====== Extract provided
Diversity? Uptown’s corporate leaders and longtime residents saw only that their once-glittering neighborhood was turning into a slum. They organized as the Uptown Chicago Commission in 1955 and lobbied Mayor Richard J. Daley’s administration to designate Uptown for urban renewal. Thirteen years later, in 1968, the city proposed to renew Uptown by demolishing one-fourth of its housing and building a new branch of the City Colleges.

But by that time the cognoscenti considered “urban renewal” a curse, and the New Left fragment of the cognoscenti–members of Students for a Democratic Society’s Economic Research and Action Project, known locally as JOIN (Jobs or Income Now) and including Todd Gitlin and Rennie Davis–had arrived to let Uptown residents know they didn’t have to take it lying down. Truman College did finally open in 1976, but it didn’t “renew” its immediate area, let alone the whole neighborhood.

What urban renewal did accomplish, as DePaul political scientist Larry Bennett points out, was to politicize a neighborhood previously best known for revelry, setting up an endless and inconclusive battle between those who fear Uptown will become a slum and those who fear it will become a replica of Lincoln Park. (Sometimes these two fears inhabit the same person.) Gentrification’s opponents won a key struggle in the early 1990s–arguably one of the great triumphs of Chicago community organizing–by negotiating a ceiling on rents that kept half a dozen high-rises near the lake affordable to their existing tenants. Some of the landlords agreed to stay in the federal program under which the buildings had been built; others were bought out.

Yet gentrification proceeds apace, and includes teardowns and condo conversions, tasteful and otherwise. During the 1990s the percentage of lots occupied by condos increased by 102 percent, while the number occupied by apartment buildings actually dropped. Most of the six-flat rentals present in Sheridan Park when it became a historic district 20 years ago have gone condo.
============
The problem: According to the excerpt on Uptown, how did gentrification's opponents keep half a dozen high-rises near the lake affordable to their existing tenants in the early 1990s? Answer in one to three sentences.
====== Entries supplied
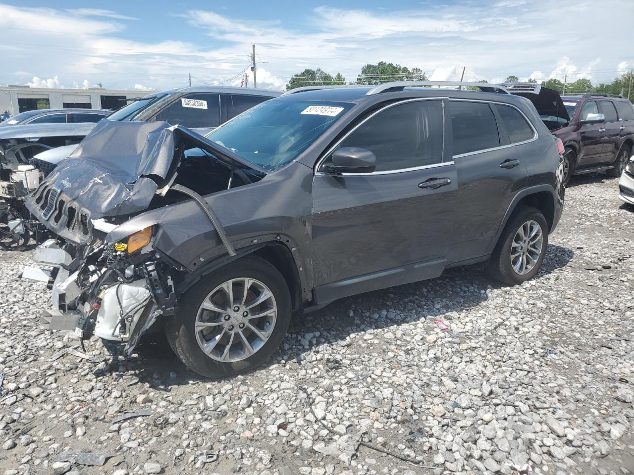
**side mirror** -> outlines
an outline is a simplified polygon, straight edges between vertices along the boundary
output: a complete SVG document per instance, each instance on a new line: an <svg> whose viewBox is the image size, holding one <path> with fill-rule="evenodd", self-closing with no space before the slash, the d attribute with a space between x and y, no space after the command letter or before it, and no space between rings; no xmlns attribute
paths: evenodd
<svg viewBox="0 0 634 475"><path fill-rule="evenodd" d="M590 113L586 116L585 119L581 119L581 124L600 124L601 122L605 122L605 116L603 114L593 114Z"/></svg>
<svg viewBox="0 0 634 475"><path fill-rule="evenodd" d="M370 150L358 147L342 147L332 154L332 165L327 171L335 173L370 173L377 168L377 157Z"/></svg>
============
Full answer: They negotiated a ceiling on rents. Some of the landlords agreed to stay in the federal program under which the buildings had been built, and others were bought out.